Written exercise 1 - Update the passage on railroad signal classifications, from the words "Mixed route and" through the words "(mostly double track).", so that "interlockings" is replaced with "junctions".

The overwhelming majority of signals provide occupancy information of some sort. In addition, either speed information, or route information, or both, is provided as well. Occupancy information is not discussed further in this document.

I know of no signals that do not provide occupancy information, yet provide anything besides very restrictive (or no) speed information. If anyone knows of such signals, please let me know.

I've expanded the original 4 classifications to accommodate certain N. American railroads whose signals provide both speed and route information. I simply call this category "mixed". Such signals always seem to provide route information first (by proximity and time) and speed information second (e.g., Diverging Approach Slow). Are there any that do the reverse (e.g., Medium Approach Diverging)?

Finally, note that these classifications would apply to an individual railroad as a rule, not as an exception. For example, Amtrak, one of the most strongly speed-signalled railroads around, has 2 locations where strong route signals are installed - but these are an additional, exceptional installation noted as a "Signal[s] not in Conformity with Typical Aspects".

"Strong" route signalling
The signal provides exact or nearly exact route information, with no speed information. The route is specifically and explicitly provided to the engineer, e.g. by so-called feathers on the signal, or a track number display. The engineer must know, from another source, the allowed speed for the lined route. The granularity of speed limits may be quite fine, e.g., one switch may have a speed limit of 20 MPH, the next one 25 MPH. Example: British Rail.
"Weak" route signalling
The signal provides only nominal route information. In the limiting case, specific route information is known. [The limiting case consists of a location where there is exactly one straight route and one curved route. The speed for the given route must, theoretically, be known and/or found in the Timetable/Special Instructions, but generally, all diverging routes within the given interlocking are of the same speed. Generally, there is extremely little variability in the speed of diverging routes among different interlockings. Example: most western US roads.
Mixed route and speed signalling
Some signals provide route information. This is usually nominal route information (e.g. "Diverging Clear"), not specific route information as in the strong route signalling case. Route information may be specific in the limiting case. Other signals of the same railroad clearly provide speed information without route information. Example: Norfolk & Western; Southern Rwy.
"Weak" speed signalling
The signal provides nominal speed information. However, the lack of a large number (> 2) of possible routes at most interlockings effectively provides route infomation. Example: Baltimore & Ohio (mostly double track).
"Strong" speed signalling
Signal provides occupancy and speed information only. Route information (track numbers, e.g.) not provided, even in large terminal areas. The large number of routes at many locations prevents exact knowledge of the route, and when such knowledge is considered essential, additional provisions are made for providing route information. Example: Pennsylvania, New York Central (former used a lighted arrow alongside the interlocking signal to indicate route in (2) selected locations, now increased to 3 by Amtrak).

Supplied information -
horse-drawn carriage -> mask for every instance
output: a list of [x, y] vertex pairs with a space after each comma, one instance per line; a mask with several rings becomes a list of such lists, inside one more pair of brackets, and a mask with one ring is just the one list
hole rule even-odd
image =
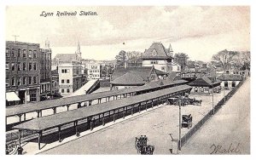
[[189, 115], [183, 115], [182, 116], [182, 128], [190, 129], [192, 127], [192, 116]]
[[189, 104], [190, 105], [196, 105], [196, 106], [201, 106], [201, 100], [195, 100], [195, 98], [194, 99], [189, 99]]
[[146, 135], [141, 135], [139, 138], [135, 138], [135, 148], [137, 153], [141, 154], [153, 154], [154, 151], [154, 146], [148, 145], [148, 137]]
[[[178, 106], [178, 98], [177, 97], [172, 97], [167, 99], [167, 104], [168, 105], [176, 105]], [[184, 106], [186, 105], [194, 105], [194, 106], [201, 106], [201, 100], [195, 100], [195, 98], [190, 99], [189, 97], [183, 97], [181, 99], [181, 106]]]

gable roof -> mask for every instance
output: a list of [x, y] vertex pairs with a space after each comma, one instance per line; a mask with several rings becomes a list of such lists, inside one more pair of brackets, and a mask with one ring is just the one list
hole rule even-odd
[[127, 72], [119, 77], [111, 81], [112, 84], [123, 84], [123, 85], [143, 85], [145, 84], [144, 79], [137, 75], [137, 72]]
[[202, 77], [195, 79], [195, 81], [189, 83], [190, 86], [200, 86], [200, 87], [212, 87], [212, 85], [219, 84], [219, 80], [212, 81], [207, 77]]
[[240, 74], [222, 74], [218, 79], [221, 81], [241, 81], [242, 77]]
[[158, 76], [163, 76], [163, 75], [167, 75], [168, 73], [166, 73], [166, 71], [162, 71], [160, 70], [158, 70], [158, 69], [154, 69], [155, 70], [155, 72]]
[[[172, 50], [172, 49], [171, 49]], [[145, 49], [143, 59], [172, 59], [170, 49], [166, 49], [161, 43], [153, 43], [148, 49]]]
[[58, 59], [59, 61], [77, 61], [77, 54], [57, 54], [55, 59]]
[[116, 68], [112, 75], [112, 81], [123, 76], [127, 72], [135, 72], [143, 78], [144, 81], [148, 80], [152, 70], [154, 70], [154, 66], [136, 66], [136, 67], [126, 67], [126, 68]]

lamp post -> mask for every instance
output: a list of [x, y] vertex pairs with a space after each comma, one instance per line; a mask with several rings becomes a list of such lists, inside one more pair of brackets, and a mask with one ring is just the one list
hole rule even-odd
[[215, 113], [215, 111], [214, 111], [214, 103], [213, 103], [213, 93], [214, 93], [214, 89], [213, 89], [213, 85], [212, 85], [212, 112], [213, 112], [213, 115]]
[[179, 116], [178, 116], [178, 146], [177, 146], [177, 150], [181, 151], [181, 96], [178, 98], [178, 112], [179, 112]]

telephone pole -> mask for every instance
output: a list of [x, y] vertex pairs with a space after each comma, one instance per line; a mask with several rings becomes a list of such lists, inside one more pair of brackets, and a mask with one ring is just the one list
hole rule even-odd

--

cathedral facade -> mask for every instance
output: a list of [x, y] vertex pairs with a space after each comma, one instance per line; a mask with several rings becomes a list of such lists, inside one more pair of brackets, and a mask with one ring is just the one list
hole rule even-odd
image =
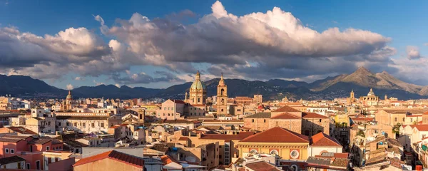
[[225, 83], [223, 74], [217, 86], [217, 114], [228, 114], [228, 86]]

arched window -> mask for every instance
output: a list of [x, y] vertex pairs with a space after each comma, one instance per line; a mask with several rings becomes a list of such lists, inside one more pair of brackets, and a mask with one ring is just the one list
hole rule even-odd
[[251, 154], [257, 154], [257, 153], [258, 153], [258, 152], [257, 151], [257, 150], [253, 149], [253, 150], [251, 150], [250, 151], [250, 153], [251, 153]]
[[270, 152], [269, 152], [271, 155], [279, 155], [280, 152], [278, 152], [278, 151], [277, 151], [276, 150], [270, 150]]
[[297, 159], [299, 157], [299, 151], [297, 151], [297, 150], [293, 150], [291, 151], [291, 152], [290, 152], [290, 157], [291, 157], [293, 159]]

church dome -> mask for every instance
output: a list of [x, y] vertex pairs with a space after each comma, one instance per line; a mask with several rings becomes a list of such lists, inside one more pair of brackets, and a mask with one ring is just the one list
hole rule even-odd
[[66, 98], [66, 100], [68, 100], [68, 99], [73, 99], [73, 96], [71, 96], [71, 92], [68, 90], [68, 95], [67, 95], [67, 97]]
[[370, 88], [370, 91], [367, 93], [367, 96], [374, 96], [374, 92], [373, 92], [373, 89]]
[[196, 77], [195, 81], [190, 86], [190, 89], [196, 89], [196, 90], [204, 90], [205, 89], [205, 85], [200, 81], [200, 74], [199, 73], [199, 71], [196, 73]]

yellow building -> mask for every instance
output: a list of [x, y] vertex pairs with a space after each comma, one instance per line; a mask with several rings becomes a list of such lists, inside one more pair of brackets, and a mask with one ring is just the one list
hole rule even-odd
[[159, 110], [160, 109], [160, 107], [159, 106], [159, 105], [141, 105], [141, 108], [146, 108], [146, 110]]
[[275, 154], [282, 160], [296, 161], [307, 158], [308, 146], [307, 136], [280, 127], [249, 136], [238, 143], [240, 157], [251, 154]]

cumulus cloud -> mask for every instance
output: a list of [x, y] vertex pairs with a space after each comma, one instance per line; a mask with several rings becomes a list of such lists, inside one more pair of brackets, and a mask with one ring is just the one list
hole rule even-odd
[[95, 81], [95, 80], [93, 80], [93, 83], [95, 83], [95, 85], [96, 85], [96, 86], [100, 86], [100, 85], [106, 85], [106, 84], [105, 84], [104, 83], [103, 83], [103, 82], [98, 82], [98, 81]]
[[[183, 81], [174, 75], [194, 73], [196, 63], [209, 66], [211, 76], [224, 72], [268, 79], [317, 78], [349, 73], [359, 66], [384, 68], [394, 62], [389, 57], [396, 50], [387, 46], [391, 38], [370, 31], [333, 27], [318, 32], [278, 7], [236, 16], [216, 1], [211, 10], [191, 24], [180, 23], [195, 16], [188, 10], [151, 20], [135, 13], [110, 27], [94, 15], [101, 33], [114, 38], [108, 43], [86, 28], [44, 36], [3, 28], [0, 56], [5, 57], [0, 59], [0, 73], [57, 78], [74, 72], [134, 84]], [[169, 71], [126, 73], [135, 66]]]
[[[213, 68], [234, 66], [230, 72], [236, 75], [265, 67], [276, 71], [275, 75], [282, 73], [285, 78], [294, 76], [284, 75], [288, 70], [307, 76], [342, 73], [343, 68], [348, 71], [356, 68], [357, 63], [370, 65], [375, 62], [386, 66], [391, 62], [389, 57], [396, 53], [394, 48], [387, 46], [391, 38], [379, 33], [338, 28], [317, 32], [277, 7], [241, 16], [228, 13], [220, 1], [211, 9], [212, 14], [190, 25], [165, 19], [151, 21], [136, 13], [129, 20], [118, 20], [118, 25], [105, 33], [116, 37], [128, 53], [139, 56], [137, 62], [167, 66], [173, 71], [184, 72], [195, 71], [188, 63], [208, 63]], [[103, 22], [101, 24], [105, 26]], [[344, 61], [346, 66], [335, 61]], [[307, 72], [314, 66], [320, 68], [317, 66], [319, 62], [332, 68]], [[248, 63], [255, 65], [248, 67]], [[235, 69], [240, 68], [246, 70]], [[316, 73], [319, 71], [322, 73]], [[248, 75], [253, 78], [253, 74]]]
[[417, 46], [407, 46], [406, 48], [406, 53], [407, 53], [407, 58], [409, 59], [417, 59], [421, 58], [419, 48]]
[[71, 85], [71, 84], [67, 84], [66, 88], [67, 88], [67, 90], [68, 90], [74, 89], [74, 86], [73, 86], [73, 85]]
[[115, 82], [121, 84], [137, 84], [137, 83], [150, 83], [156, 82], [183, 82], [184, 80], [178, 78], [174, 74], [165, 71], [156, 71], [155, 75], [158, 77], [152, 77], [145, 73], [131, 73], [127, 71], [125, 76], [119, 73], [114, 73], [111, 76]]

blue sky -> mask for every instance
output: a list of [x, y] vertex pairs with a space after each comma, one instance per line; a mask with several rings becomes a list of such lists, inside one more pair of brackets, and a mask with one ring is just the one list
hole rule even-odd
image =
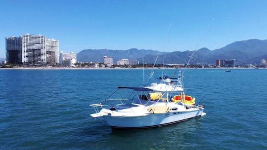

---

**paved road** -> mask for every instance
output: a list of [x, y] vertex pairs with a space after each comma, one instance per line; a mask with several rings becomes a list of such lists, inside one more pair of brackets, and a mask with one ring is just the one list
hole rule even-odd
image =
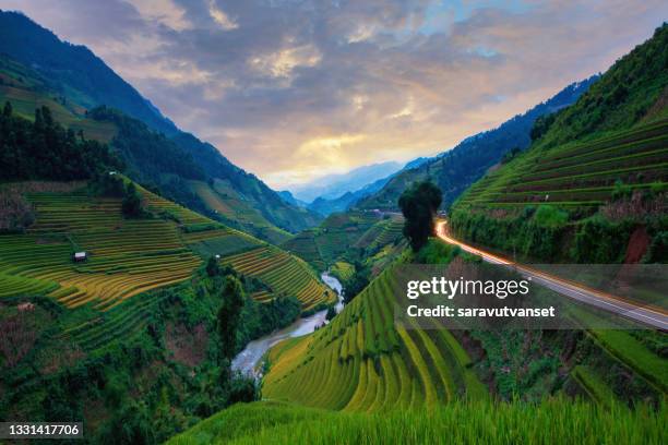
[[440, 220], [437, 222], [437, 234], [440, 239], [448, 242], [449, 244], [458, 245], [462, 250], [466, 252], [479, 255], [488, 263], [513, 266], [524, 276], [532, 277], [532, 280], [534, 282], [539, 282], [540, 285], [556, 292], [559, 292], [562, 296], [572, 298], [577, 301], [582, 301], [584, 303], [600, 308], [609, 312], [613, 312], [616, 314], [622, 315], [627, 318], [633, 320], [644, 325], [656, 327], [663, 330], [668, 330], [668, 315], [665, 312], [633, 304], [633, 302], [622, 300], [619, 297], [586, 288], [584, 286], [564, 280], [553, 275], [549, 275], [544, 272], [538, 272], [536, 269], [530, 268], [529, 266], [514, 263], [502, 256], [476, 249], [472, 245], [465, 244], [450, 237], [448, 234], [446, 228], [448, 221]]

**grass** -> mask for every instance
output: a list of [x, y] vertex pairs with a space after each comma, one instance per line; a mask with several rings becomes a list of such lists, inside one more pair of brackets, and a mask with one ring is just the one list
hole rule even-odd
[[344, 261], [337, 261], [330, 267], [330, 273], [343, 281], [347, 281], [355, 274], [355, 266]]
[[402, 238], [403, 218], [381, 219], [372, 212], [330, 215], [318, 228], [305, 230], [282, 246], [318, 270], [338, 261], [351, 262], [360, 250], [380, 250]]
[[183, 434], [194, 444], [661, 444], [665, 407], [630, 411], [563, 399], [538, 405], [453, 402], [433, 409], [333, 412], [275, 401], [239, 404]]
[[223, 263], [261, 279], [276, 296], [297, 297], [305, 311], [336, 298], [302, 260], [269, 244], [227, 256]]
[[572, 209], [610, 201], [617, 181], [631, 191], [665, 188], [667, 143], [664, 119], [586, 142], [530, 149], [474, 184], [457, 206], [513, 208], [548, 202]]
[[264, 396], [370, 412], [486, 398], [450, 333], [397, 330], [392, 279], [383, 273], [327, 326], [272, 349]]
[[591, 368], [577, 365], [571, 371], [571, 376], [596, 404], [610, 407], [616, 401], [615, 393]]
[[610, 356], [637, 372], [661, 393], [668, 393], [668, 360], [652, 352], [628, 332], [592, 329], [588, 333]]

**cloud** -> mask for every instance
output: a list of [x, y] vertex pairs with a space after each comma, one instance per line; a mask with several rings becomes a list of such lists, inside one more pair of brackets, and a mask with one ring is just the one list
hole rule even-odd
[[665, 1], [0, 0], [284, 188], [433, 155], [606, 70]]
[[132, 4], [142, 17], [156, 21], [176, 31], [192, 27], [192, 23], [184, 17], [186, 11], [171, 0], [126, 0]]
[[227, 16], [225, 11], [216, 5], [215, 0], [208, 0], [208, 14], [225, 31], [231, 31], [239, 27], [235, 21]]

Written exercise 2 - Recast the entries from the line that contains "arched window -> mask for every instance" through the line that contains "157], [293, 159]]", both included, as a two-column CSV with the columns task and result. Give one row per entry, put each field in quotation marks, and turn line breaks into spaces.

Output 1 -
Mixed route and speed signalling
Some signals provide route information. This is usually nominal route information (e.g. "Diverging Clear"), not specific route information as in the strong route signalling case. Route information may be specific in the limiting case. Other signals of the same railroad clearly provide speed information without route information. Example: Norfolk & Western; Southern Rwy.
"Weak" speed signalling
The signal provides nominal speed information. However, the lack of a large number (> 2) of possible routes at most junctions effectively provides route infomation. Example: Baltimore & Ohio (mostly double track).

Output 2 -
task,result
"arched window -> mask for every instance output: a list of [x, y] vertex pairs with a space after each comma, one instance per line; a mask with several rings becomes a list of such lists, inside one more pair of brackets, and a mask with one ring is just the one list hole rule even-odd","[[251, 154], [257, 154], [257, 153], [258, 153], [258, 152], [257, 151], [257, 150], [253, 149], [253, 150], [251, 150], [250, 151], [250, 153], [251, 153]] [[270, 152], [269, 152], [271, 155], [279, 155], [280, 152], [278, 152], [278, 151], [277, 151], [276, 150], [270, 150]] [[297, 159], [299, 157], [299, 151], [297, 151], [297, 150], [293, 150], [291, 151], [291, 152], [290, 152], [290, 157], [291, 157], [293, 159]]"